## Brief:
The entries follow. Copy every line in which "blue" appears.

Data in this exercise below:

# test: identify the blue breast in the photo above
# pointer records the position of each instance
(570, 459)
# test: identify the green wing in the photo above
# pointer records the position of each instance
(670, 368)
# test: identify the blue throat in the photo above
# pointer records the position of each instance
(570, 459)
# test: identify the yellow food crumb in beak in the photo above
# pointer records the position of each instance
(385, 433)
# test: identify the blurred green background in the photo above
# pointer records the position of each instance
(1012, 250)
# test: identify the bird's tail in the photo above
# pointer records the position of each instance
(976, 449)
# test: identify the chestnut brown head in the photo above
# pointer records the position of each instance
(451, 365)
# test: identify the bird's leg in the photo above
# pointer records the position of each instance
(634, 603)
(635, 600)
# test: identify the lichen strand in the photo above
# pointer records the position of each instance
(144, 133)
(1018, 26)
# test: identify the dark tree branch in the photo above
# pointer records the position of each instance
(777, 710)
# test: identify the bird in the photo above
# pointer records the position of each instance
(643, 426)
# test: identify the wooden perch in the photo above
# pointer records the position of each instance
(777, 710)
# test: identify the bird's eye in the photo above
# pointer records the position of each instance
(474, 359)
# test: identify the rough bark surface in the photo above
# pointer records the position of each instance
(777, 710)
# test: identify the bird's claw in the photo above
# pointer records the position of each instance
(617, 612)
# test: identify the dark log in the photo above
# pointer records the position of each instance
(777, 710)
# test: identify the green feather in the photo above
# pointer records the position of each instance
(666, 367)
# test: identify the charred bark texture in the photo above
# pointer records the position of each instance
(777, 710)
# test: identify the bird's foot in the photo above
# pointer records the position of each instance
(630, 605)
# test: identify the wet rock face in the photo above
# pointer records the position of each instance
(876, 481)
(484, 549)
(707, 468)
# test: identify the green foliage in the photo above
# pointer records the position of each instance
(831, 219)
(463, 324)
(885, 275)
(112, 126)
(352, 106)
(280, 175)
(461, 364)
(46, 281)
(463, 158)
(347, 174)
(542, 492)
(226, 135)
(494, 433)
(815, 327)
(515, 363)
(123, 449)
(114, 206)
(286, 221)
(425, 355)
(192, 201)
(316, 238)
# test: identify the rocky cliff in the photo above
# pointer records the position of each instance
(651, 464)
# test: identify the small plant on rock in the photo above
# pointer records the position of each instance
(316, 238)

End of Data in this exercise.

## Written response:
# test: identify the blue breast in the photo above
# test: identify the blue throat in the photo above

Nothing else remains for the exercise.